THE RECORDS –
=-=-=-=-=
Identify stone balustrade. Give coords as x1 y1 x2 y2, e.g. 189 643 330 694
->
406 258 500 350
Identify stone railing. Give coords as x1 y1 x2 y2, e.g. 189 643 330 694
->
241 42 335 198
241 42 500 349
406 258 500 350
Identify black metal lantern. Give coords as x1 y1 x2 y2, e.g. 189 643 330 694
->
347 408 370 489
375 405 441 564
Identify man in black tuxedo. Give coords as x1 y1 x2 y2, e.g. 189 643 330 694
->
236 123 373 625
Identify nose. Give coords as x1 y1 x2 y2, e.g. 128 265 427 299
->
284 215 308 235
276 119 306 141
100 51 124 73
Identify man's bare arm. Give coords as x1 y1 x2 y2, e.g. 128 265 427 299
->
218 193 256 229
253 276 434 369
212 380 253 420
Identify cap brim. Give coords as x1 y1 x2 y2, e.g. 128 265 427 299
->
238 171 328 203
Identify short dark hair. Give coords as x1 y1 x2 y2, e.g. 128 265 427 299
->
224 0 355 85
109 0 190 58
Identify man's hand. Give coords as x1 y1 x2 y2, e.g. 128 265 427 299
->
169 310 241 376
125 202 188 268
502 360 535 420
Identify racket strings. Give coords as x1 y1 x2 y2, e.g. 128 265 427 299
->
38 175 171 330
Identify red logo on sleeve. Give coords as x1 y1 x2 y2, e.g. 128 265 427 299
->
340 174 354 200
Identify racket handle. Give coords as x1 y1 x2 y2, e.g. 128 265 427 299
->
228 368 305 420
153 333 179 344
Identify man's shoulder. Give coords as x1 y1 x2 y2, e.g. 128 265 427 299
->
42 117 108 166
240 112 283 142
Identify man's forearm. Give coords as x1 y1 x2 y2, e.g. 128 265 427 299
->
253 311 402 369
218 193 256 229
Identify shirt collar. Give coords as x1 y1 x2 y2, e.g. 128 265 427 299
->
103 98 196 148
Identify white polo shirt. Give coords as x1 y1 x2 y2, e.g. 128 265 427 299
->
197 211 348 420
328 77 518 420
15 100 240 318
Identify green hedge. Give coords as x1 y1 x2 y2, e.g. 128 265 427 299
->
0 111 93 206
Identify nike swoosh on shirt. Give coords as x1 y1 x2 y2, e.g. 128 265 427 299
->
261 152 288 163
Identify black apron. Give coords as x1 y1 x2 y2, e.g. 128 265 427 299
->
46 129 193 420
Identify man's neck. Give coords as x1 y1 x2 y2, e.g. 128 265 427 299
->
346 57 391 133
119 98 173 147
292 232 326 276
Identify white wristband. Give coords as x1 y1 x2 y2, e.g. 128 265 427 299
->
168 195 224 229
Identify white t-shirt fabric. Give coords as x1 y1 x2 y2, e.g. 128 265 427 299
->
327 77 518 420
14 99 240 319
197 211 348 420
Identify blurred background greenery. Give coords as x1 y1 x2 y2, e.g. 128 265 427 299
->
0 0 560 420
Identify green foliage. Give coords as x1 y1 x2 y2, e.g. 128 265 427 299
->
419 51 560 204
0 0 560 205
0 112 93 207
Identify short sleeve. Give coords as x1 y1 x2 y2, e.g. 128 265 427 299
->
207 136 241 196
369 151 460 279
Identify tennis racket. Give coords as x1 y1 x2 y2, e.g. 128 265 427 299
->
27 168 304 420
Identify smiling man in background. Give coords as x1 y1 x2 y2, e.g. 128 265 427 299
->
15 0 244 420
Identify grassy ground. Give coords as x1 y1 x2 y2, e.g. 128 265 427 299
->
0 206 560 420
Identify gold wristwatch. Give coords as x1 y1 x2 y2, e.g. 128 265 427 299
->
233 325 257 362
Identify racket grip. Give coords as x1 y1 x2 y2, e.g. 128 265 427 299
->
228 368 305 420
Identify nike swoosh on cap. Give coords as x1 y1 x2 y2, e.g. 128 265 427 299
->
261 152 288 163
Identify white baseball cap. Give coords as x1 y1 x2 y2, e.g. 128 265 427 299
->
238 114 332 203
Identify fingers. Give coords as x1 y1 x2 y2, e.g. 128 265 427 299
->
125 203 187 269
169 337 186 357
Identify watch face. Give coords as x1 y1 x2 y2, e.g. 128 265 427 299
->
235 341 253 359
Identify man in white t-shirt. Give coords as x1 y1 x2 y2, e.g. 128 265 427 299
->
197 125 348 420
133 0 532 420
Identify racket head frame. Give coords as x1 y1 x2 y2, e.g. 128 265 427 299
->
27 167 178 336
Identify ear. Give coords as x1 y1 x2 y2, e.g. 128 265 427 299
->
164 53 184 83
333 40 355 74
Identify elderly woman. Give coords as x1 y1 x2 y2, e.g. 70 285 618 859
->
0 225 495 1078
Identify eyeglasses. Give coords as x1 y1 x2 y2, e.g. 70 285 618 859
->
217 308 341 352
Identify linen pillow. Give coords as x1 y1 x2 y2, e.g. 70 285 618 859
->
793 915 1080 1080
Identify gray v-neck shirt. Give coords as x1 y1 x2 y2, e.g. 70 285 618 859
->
=-=-=-=-=
Reproduce the items starting at the line that contains "Identify grassy ground." and ending at the line that contains "233 325 257 362", replacing "gold wristwatch" with "silver wristwatch" and leaving everything else unchanged.

Identify grassy ground. Give coords as x1 y1 x2 y2, e.g. 128 265 427 299
->
0 206 560 420
Identify silver wristwatch. Give coords as x1 y1 x2 y2, e.g. 128 265 427 299
->
233 325 257 362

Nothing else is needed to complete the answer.